> **Secção de texto**:
<<<<

Ora, aplicando estes ensinamentos ao caso sub judice, devidamente interpretada a sentença proferida na acção nº 1883/13.0..., já transitada em julgado, para além de resultar explicitamente da parte decisória que os aqui Apelantes foram condenados a pagar aos ali Autores o valor das dívidas subjacentes à constituição das hipotecas, tendo sido julgado improcedente o pedido de nulidade por simulação dos negócios de constituição das mesmas, também resulta implicitamente da sua fundamentação que o tribunal para proferir tal condenação e julgar improcedente a declaração de nulidade por simulação dos negócios de onde resulta a constituição das referidas hipotecas, reconheceu a existência e validade daqueles negócios.

E é esse pressuposto que não pode voltar a ser aqui discutido, porquanto, tendo sido os aqui Apelantes condenados a pagar o valor das dívidas subjacentes à constituição das hipotecas para que as mesmas possam ser extintas, partindo-se do pressuposto de que a sua constituição não é nula por simulação, não pode agora voltar a discutir-se a alegada nulidade por simulação das dívidas subjacentes à constituição das referidas hipotecas, devendo vedar-se a possibilidade de ocorrer, com a sentença que viesse a ser proferida, uma contradição decisória.

A existência e validade dos negócios subjacentes à constituição das referidas hipotecas e, por inerência a validade das próprias hipotecas, consubstancia uma questão necessariamente preliminar que foi antecedente lógico, indispensável à emissão da parte dispositiva da sentença proferida na acção nº 1883/13.0..., estando abrangida pela autoridade do caso julgado.

>>>>

> **O que fazer**:
**A.** Reproduza fielmente, do excerto sobre o caso julgado, o trecho que começa com as palavras que contêm "Ora, aplicando estes" e termina em "validade daqueles negócios.".
**B.** Segundo o excerto sobre o caso julgado, que pedido foi julgado improcedente na acção nº 1883/13.0...?

> **Itens extraídos**:

<<<<

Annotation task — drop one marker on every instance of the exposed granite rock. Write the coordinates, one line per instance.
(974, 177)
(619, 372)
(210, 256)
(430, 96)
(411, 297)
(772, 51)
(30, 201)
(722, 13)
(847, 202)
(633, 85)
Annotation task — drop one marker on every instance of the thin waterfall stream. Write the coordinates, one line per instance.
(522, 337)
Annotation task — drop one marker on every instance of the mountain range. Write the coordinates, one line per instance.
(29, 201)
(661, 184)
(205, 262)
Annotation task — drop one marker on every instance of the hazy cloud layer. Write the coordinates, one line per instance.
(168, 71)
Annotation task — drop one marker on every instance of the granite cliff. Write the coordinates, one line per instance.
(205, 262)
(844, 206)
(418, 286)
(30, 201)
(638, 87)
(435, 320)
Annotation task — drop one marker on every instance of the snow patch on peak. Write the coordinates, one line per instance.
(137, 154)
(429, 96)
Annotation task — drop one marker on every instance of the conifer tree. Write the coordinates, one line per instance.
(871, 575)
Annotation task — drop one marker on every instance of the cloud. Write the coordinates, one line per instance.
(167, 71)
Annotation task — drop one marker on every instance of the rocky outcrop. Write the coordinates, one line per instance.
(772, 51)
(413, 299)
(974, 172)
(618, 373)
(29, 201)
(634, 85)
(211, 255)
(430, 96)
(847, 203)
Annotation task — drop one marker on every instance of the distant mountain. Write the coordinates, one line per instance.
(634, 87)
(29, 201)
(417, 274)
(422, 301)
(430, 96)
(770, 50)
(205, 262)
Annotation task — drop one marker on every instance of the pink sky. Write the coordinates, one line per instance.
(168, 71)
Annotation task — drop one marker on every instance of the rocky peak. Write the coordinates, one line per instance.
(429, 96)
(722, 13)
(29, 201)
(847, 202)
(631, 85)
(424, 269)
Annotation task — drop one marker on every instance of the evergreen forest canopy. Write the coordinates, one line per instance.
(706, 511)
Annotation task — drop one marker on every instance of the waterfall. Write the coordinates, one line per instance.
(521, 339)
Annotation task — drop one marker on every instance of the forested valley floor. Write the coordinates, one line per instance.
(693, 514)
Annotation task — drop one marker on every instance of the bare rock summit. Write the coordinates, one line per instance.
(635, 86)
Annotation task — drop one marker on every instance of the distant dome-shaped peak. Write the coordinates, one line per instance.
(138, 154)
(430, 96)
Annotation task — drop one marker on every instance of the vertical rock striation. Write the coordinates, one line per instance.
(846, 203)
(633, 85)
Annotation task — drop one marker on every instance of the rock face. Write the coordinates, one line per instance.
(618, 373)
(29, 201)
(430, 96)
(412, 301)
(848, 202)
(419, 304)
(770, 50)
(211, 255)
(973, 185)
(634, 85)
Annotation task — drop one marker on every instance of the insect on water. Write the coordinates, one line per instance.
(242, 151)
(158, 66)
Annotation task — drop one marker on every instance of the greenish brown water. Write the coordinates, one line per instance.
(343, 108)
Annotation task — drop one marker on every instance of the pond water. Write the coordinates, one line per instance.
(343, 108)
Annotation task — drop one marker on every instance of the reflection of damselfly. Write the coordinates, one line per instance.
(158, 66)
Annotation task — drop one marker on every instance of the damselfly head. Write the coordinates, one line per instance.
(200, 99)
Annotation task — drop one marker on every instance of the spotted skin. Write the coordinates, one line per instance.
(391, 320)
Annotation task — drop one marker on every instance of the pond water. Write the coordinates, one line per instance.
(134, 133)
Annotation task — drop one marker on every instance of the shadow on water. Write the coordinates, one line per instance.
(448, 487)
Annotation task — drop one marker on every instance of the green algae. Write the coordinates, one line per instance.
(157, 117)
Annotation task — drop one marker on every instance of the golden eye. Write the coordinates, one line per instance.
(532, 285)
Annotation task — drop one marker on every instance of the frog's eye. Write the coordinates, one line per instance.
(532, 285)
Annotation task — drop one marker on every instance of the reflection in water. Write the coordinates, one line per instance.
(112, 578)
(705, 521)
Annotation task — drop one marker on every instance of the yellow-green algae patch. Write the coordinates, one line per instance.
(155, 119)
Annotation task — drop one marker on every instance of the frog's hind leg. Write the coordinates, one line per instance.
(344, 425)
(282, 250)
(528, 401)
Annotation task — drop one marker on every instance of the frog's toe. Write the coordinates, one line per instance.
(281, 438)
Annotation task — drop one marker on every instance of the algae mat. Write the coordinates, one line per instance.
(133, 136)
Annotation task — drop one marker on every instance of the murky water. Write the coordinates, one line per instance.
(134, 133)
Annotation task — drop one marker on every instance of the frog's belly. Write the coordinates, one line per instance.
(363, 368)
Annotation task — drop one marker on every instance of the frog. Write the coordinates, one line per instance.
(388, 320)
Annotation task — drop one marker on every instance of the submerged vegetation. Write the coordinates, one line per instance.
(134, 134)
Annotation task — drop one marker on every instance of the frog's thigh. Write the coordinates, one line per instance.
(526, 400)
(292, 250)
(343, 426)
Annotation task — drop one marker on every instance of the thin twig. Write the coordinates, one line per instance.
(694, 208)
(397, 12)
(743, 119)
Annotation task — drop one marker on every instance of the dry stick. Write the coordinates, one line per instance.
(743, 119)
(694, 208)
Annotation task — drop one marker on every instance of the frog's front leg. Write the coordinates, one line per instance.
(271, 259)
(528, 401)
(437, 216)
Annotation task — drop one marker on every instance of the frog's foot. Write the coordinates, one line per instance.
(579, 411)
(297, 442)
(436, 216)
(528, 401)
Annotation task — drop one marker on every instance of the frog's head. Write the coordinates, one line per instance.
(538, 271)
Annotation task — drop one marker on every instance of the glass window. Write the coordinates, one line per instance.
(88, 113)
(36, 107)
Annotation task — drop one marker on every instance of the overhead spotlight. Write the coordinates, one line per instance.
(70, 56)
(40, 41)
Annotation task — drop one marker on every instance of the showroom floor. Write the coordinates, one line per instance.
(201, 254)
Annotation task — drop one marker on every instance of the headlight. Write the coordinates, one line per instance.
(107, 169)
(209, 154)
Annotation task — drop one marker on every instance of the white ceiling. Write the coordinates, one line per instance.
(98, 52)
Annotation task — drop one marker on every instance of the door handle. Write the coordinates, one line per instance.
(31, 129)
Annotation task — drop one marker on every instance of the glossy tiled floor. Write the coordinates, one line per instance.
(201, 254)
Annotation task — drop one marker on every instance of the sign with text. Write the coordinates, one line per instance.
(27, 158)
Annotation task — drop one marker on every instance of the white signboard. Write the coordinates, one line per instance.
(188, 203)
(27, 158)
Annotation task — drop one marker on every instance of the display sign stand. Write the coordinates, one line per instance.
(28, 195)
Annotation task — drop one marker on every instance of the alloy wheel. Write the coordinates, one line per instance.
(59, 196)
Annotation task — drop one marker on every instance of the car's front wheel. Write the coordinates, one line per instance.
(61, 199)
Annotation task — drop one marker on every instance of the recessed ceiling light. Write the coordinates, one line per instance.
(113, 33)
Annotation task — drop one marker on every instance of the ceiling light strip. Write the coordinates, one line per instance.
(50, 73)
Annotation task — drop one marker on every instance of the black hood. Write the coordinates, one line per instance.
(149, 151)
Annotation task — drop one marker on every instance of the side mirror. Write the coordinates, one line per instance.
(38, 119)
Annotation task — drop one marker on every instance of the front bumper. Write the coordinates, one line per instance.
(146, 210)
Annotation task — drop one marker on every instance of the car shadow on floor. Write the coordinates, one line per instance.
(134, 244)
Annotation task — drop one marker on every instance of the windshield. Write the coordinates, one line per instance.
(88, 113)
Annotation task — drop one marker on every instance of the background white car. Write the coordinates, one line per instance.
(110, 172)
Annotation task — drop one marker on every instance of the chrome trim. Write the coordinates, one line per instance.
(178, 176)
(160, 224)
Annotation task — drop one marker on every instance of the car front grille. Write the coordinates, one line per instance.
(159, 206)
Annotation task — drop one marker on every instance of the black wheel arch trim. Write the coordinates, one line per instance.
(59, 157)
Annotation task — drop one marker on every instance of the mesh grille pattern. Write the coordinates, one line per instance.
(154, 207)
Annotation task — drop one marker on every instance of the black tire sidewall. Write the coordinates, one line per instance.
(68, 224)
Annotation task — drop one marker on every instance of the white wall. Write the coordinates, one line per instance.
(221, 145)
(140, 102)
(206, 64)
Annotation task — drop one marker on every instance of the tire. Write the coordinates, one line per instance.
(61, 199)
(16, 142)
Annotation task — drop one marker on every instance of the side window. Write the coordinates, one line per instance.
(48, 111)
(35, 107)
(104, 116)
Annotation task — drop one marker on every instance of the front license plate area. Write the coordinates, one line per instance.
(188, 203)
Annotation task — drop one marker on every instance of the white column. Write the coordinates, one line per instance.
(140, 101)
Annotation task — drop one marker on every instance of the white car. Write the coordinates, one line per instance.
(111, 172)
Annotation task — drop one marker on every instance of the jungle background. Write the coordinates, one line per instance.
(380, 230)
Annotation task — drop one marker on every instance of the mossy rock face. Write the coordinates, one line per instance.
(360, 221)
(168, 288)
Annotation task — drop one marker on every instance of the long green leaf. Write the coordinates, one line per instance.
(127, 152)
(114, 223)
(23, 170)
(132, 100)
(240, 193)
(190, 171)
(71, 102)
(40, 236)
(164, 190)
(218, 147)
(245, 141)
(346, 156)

>>>>

> **Respostas abaixo**:
**A.**
Ora, aplicando estes ensinamentos ao caso sub judice, devidamente interpretada a sentença proferida na acção nº 1883/13.0..., já transitada em julgado, para além de resultar explicitamente da parte decisória que os aqui Apelantes foram condenados a pagar aos ali Autores o valor das dívidas subjacentes à constituição das hipotecas, tendo sido julgado improcedente o pedido de nulidade por simulação dos negócios de constituição das mesmas, também resulta implicitamente da sua fundamentação que o tribunal para proferir tal condenação e julgar improcedente a declaração de nulidade por simulação dos negócios de onde resulta a constituição das referidas hipotecas, reconheceu a existência e validade daqueles negócios.

**B.** O pedido de nulidade por simulação dos negócios de constituição das hipotecas.